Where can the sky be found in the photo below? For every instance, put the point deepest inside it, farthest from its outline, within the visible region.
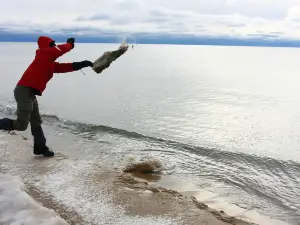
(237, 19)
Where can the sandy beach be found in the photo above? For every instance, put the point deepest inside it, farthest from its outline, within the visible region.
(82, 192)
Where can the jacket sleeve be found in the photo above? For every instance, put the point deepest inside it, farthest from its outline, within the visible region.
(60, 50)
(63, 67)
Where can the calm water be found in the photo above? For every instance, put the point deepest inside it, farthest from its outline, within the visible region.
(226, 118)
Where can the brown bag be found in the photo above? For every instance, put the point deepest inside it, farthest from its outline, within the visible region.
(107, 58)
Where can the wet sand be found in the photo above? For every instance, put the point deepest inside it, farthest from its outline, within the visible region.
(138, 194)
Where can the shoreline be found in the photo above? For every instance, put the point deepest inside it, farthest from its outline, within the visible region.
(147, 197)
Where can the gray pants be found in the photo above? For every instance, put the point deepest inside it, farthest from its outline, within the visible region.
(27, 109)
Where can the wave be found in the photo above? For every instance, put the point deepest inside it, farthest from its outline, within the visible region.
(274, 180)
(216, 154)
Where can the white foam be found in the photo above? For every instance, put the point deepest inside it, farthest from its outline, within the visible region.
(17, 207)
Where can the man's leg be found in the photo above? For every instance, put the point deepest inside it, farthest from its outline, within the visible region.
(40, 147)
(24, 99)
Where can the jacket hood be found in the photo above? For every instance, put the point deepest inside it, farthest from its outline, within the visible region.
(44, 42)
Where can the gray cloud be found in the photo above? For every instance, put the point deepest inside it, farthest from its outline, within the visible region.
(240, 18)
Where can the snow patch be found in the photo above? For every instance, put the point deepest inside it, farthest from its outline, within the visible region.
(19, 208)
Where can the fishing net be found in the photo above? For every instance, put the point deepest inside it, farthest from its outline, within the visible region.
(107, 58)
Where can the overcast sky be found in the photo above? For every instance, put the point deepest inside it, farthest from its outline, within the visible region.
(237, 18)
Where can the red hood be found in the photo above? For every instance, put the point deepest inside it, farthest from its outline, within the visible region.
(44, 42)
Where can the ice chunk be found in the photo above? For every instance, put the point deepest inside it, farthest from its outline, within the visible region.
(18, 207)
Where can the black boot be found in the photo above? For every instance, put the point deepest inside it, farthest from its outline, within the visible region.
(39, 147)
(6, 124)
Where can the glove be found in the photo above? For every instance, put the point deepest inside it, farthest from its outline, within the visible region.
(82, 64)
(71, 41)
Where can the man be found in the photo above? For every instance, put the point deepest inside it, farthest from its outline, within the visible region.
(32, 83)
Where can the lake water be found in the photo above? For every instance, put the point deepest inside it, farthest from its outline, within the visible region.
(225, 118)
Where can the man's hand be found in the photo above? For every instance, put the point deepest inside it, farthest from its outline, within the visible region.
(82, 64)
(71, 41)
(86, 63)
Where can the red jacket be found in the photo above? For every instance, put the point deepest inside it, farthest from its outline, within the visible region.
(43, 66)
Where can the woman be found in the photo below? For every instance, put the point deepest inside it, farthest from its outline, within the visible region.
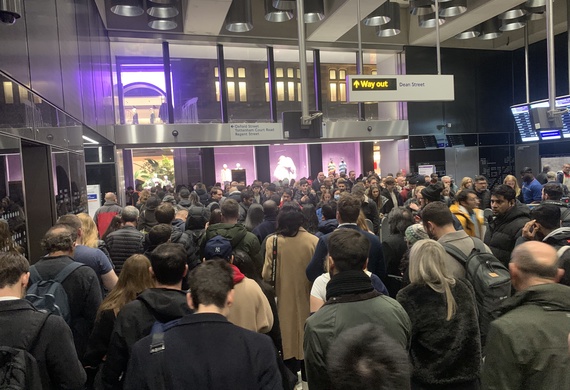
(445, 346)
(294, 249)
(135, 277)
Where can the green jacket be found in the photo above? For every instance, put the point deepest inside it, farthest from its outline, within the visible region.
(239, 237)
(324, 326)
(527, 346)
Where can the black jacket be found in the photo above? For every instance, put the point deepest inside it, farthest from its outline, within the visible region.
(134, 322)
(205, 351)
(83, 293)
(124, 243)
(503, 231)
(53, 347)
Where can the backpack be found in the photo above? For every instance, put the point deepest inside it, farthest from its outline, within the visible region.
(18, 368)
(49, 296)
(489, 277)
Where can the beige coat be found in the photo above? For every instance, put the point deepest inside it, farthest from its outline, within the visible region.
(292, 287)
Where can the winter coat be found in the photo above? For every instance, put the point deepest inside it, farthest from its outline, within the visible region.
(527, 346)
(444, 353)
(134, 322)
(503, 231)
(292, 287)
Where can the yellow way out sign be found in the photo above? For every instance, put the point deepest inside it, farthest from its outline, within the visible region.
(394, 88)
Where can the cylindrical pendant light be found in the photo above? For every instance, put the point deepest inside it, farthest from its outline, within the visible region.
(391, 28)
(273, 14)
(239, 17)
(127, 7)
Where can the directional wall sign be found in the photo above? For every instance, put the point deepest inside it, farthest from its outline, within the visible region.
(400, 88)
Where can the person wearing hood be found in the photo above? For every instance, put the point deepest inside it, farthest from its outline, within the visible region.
════════════════════
Write out all the records again, exactly, minus any pictures.

- _Result_
Where can the sky be found in the photo below? For every instance, put the point deepest inside it, farthest from its outline, within the visible region.
(237, 19)
Where can the sandy beach be found in the photo above? For every instance, put the point deepest inside it, farthest from its outline, within the visible region.
(82, 192)
Where can the jacket sleeve be found in the photo above? For every instance, put the point deepest inside it, farthest from its outline, within the visible region.
(60, 50)
(63, 67)
Where can the calm water be found in the photo above? For every instance, put the point deepest inside it, farthest from its outline, within the visible region.
(226, 118)
Where can the brown bag be found in the photo above? For every instance, put the point deepest inside it, farthest from its outline, within the visible region.
(107, 58)
Where can the wet sand be found in the photo above? For every instance, put the point deepest inside it, farthest from its outline, within the visible region.
(138, 194)
Where can the shoreline be found in the photo above? For every instance, put the point deepest inside it, farthest from its outline, within the visible region.
(147, 197)
Where can the gray pants be found in the photo above? For every instance, put the point deepest inside it, farthest from its outline, within the visible region.
(27, 109)
Where can the wave be found in the photo above? For every instance, put the point deepest inside it, farthest from its outline, within the visible region.
(274, 180)
(216, 154)
Where can the white foam be found in the photo above? For every instance, put the point deepest inside it, farthest from its outline, within the visible region.
(17, 207)
Where can the man's leg be found in the photo above? For every instance, put the point deepest inside it, farthest from its outline, within the visible region.
(40, 147)
(24, 99)
Where can the jacket hood be found in the photo above? For every instance, put the point deepest inside it, farthest from its outline, within the visible region.
(44, 42)
Where can the gray cloud be found in the photo above? For every instance, put the point deepest inside it, farthest from its outline, within the visible region.
(240, 18)
Where can the snow patch be found in the photo above? For every instance, put the point deepest inside it, farthest from its outline, within the visible region.
(19, 208)
Where can the fishing net be found in the photo above? For every instance, put the point deepest inside it, farthest from its outline, within the visible region.
(107, 58)
Where can the overcast sky be found in the photo above? For every instance, put the point deepest inside it, farthest from its outline, within the visible region.
(237, 18)
Where can the red hood be found in the photo above? For every instance, put the point deepest inside it, farthest from its outline, within the visible region.
(44, 42)
Where can the ice chunk be found in the photo above? For every instance, put the point deepest inside it, farthest from its outline, within the visible region.
(18, 207)
Where can the black boot be found in the photo above? For every instance, put the point deepest inside it, farthest from its outline, within the visible region.
(39, 147)
(6, 124)
Where can the glove be found in the photo above? For every instance, put the point deepest inside it, farthest from its outline, within the visible region.
(82, 64)
(71, 41)
Where can the man be found in the photo above? For every instance, put the point deepest inside it, farthest from its outline, within the visible region.
(32, 83)
Where can the lake water be found in the photo above? For every instance, put the point deepest inside it, farthest from its outline, within the visible region.
(225, 118)
Where can the man's hand be found in the photo above? For every instance, put the point deepest inside it, farthest from its outline, within the visible region.
(82, 64)
(71, 41)
(86, 63)
Where can the red jacket be found in the photo above? For every instance, put the point deepest inside it, farthest from its outline, within the visible region.
(43, 66)
Where can the woman be found in the photo below? For every instance, put the point deepest inside it, farthest from its outline, within the visible region.
(445, 346)
(294, 249)
(135, 277)
Where can the green jacket be found in the photo above? For every instance, put the point deepest inside it, farthest from its outline, within the visible region.
(239, 237)
(324, 326)
(527, 346)
Where can the black jacket be found in the photo above? For every instance, put the point deepest inside it, farthest from its outline, within the visible region.
(134, 322)
(205, 351)
(83, 293)
(124, 243)
(503, 231)
(53, 347)
Where can the backpack be found in the photo above? For every instance, put the point deepest inside it, farthest from its outline, within the visible region.
(18, 368)
(49, 296)
(489, 277)
Where can the beige coat be found in the photo above? For every instance, put the point deepest inside it, farthest from its outline, within the visible region.
(292, 287)
Where can the winter coat be found in the photo above? For every instance, put the point deepest inside it, farthest from its outline, within the visible region.
(527, 346)
(444, 353)
(134, 322)
(503, 231)
(292, 287)
Where can the yellow way out sign be found in the photo above? For every instance, put the point deepest inside it, farthest from its outline, within the visible region.
(394, 88)
Where can the cylindrical pendant light be found in the photo above? For every instance, put the point deepest inside it, farthest from its outline, within the visible region.
(391, 28)
(273, 14)
(239, 17)
(127, 7)
Where can the directional wall sign be found in the photo above? For every instance, put the point deepest inside it, farthest from its outline, within the visible region.
(400, 88)
Where can the person wearing hood be found in the photo above? For every instance, put the point deepest inside it, farthest from its outline, within the visible region.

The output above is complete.